» **Task instructions**:
Write every line of the material out exactly as shown.

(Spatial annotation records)
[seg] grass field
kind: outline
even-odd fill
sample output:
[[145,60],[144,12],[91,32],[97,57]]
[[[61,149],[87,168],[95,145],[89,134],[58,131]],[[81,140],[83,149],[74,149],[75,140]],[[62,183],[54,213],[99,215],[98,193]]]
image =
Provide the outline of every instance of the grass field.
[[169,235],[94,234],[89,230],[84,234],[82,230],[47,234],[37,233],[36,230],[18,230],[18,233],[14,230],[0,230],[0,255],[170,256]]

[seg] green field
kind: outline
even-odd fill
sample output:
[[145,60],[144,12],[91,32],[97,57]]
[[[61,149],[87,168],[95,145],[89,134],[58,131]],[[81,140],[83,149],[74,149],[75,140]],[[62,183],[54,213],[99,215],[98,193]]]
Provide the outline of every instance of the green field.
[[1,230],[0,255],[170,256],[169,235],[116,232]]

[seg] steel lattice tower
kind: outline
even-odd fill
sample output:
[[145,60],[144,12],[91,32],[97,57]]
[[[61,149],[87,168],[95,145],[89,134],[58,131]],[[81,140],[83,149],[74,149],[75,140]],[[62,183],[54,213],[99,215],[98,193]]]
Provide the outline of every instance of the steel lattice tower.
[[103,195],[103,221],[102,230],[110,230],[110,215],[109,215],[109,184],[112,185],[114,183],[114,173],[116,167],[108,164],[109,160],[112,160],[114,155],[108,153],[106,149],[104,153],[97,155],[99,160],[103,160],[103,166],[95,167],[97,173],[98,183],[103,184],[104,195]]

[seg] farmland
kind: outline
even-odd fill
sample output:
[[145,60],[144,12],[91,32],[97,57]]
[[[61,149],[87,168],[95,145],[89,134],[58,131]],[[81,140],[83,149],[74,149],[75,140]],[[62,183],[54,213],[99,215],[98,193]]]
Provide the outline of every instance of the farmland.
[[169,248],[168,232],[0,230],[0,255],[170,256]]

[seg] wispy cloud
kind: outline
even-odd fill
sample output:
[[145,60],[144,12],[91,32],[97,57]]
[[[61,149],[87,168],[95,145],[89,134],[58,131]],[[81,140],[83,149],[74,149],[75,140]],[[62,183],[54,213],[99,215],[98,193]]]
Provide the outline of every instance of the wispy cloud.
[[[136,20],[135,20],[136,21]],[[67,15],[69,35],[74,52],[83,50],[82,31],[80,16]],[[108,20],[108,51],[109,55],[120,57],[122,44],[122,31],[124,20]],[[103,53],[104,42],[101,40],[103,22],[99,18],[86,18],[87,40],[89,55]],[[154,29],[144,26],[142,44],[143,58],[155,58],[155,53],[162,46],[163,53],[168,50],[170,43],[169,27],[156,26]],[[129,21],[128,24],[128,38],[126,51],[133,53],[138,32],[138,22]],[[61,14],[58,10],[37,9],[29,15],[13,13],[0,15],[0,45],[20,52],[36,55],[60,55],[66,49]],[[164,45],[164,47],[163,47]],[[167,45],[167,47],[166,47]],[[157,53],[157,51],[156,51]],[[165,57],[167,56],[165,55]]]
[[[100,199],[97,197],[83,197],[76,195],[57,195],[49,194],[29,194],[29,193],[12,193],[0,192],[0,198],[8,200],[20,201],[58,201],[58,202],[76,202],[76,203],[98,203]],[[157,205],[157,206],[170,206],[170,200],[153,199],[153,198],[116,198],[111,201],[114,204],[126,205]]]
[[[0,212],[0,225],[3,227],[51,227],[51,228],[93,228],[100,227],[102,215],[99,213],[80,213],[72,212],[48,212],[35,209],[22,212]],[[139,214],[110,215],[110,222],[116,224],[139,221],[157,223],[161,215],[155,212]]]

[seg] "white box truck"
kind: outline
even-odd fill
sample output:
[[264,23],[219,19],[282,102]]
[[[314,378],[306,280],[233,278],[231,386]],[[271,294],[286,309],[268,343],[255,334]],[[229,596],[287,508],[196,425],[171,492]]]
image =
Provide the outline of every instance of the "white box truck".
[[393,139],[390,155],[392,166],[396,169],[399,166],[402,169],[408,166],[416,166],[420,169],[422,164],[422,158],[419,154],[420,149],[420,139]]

» **Finished answer**:
[seg] grass field
kind: outline
even-odd fill
sample output:
[[145,60],[144,12],[91,32],[97,57]]
[[[61,149],[87,168],[95,145],[89,134],[58,131]],[[81,140],[83,149],[74,149],[75,140]],[[62,183],[54,213],[99,215],[98,193]]]
image =
Provide the outline of every instance of the grass field.
[[169,235],[94,234],[89,230],[84,234],[82,230],[47,234],[37,233],[36,230],[18,230],[18,233],[14,230],[0,230],[0,255],[170,256]]

[seg] green field
kind: outline
even-odd fill
sample output:
[[145,60],[144,12],[91,32],[97,57]]
[[[61,149],[87,168],[95,145],[89,134],[58,131]],[[81,140],[83,149],[74,149],[75,140]],[[62,183],[54,213],[99,215],[98,193]]]
Provide the outline of every instance of the green field.
[[1,230],[0,255],[170,256],[169,235],[116,232]]

[seg] steel lattice tower
kind: outline
even-odd fill
sample output:
[[145,60],[144,12],[91,32],[97,57]]
[[[61,149],[87,168],[95,145],[89,134],[58,131]],[[81,140],[83,149],[74,149],[75,140]],[[62,183],[54,213],[99,215],[98,193]]]
Provide the outline of every instance of the steel lattice tower.
[[103,195],[103,221],[102,230],[110,230],[110,215],[109,215],[109,184],[112,185],[114,183],[114,173],[116,167],[108,164],[109,160],[112,160],[114,155],[108,153],[106,149],[104,153],[97,155],[99,160],[103,160],[103,166],[95,167],[97,173],[98,183],[103,184],[104,195]]

[seg] farmland
kind: outline
even-odd fill
sample output:
[[145,60],[144,12],[91,32],[97,57]]
[[[61,149],[87,168],[95,145],[89,134],[58,131]],[[81,140],[83,149],[74,149],[75,140]],[[62,183],[54,213],[99,215],[98,193]]]
Provide the outline of every instance of the farmland.
[[169,248],[168,232],[0,230],[0,255],[170,256]]

[seg] wispy cloud
kind: outline
even-odd fill
sample output:
[[145,60],[144,12],[91,32],[97,57]]
[[[61,149],[87,168],[95,145],[89,134],[58,131]],[[81,140],[83,149],[74,149],[75,140]],[[62,183],[54,213],[99,215],[98,193]]]
Provide the outline of every instance of the wispy cloud.
[[[136,20],[135,20],[136,21]],[[67,15],[69,35],[74,52],[83,50],[82,31],[80,16]],[[108,20],[108,51],[109,55],[120,57],[122,44],[122,31],[124,20]],[[103,53],[104,42],[101,40],[103,22],[99,18],[86,18],[87,40],[89,55]],[[154,29],[144,26],[142,44],[143,58],[155,58],[155,53],[162,46],[163,53],[168,50],[170,43],[169,27],[156,26]],[[129,21],[128,24],[128,38],[126,51],[133,53],[138,32],[138,22]],[[61,14],[58,10],[37,9],[29,15],[13,13],[0,15],[0,45],[20,52],[36,55],[60,55],[66,49]],[[164,45],[164,47],[163,47]],[[167,45],[167,47],[166,47]],[[157,53],[157,51],[156,51]],[[165,57],[167,56],[165,55]]]
[[[100,199],[97,197],[83,197],[76,195],[57,195],[49,194],[29,194],[29,193],[12,193],[0,192],[0,198],[8,200],[20,201],[58,201],[58,202],[76,202],[76,203],[98,203]],[[157,205],[157,206],[170,206],[170,200],[153,199],[153,198],[116,198],[111,201],[114,204],[126,205]]]
[[[0,212],[0,225],[3,227],[51,227],[51,228],[93,228],[100,227],[102,215],[99,213],[80,213],[72,212],[48,212],[35,209],[22,212]],[[139,214],[110,215],[110,222],[116,224],[139,221],[157,223],[161,215],[155,212]]]

[seg] "white box truck"
kind: outline
even-odd fill
sample output:
[[264,23],[219,19],[282,102]]
[[[314,378],[306,280],[233,278],[231,386]],[[271,294],[286,309],[268,343],[255,334]],[[229,596],[287,508],[196,425],[171,492]]]
image =
Provide the outline of every instance of the "white box truck".
[[393,139],[390,155],[392,166],[396,169],[399,166],[402,169],[408,166],[416,166],[420,169],[422,164],[422,158],[419,154],[420,149],[420,139]]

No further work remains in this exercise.